▸ Instruction
Report how many lines in the material below contain the string "image", and give only that number.

-- begin Exercise input --

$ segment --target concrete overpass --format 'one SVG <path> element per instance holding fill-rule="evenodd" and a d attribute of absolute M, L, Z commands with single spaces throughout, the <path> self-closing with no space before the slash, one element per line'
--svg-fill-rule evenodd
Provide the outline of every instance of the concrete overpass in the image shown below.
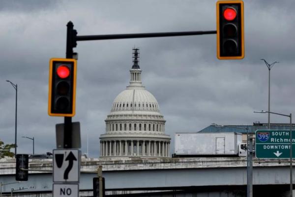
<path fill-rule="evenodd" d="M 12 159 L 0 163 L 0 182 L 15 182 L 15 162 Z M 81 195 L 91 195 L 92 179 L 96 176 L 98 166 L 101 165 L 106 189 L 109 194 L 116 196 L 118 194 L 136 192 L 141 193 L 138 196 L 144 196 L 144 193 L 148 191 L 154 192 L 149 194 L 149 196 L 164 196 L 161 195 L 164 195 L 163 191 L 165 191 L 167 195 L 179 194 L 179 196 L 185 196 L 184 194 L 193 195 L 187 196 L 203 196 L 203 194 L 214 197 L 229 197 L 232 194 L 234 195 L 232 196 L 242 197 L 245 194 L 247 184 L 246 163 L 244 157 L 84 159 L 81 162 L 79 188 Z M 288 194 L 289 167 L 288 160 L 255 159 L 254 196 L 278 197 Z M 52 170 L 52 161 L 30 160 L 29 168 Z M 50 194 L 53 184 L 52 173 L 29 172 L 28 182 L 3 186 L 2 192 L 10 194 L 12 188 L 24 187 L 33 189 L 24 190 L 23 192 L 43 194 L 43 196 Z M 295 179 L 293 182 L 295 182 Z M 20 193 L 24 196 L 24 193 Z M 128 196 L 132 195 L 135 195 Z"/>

-- end Exercise input --
-- begin Exercise input --

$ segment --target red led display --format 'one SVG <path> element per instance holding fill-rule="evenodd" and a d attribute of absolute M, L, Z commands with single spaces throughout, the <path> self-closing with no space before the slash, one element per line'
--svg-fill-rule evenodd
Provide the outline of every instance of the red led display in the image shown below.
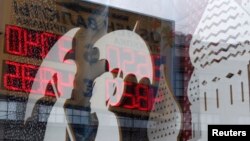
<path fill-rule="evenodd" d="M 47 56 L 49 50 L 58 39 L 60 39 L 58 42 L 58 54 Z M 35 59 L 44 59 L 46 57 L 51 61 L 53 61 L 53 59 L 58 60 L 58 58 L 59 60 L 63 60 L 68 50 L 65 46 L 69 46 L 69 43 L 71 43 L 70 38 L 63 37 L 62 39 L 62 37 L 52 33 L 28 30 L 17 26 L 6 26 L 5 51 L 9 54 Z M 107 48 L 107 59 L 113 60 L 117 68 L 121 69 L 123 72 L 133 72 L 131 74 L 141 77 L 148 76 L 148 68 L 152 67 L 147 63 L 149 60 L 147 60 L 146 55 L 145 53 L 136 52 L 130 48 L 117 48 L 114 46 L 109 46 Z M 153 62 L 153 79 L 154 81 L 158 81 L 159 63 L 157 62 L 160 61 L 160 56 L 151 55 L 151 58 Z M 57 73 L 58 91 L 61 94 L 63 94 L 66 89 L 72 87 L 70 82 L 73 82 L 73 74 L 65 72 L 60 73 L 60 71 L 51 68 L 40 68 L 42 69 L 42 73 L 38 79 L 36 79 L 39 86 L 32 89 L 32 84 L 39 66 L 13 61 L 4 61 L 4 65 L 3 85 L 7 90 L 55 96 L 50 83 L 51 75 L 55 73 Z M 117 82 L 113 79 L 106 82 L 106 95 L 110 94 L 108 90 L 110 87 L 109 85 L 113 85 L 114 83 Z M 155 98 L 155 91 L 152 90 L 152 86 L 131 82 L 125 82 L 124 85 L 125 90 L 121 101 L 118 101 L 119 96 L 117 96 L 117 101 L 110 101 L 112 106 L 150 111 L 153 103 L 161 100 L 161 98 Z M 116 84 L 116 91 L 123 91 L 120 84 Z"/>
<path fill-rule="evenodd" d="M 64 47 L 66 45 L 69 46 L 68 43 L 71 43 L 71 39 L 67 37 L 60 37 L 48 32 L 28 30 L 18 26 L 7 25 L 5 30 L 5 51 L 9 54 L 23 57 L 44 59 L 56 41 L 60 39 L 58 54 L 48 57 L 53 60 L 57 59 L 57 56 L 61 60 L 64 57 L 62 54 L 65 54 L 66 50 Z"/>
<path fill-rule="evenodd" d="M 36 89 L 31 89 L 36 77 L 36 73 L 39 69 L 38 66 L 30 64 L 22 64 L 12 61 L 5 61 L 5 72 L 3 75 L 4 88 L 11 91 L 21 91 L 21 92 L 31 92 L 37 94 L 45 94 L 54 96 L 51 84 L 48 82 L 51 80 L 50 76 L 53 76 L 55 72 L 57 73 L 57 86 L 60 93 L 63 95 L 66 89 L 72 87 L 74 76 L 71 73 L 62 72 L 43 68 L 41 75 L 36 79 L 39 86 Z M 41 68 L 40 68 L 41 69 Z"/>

-- end Exercise input --
-- begin Exercise input --

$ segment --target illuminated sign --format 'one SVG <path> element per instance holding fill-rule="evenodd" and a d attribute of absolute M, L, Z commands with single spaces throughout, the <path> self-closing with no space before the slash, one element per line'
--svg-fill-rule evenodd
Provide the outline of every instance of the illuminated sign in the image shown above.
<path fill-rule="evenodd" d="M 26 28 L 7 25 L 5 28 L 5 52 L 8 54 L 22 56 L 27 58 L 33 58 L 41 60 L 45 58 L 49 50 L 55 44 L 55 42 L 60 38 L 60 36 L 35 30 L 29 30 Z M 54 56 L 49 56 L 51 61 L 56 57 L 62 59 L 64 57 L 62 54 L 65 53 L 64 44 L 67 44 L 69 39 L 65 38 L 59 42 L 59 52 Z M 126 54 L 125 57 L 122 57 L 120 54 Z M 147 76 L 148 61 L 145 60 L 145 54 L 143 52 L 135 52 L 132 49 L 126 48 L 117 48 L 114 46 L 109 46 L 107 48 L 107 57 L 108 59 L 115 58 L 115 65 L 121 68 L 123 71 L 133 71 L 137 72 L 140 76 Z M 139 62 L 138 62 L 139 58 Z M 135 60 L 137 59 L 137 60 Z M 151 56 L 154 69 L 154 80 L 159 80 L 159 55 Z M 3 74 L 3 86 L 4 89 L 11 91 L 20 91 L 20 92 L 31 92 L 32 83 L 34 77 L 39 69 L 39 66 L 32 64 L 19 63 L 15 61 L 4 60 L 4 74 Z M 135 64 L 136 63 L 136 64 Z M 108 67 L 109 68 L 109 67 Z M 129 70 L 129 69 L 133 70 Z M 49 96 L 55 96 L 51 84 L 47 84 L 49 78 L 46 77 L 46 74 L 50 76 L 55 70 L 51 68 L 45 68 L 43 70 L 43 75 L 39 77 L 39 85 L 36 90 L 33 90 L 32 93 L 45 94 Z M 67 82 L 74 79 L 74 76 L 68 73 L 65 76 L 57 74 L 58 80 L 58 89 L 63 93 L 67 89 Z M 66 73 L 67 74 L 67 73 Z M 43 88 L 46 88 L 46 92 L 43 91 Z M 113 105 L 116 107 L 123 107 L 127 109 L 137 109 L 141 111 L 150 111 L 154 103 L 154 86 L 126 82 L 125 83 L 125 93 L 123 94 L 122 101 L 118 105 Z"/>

-- end Exercise input --

▸ Completed exercise
3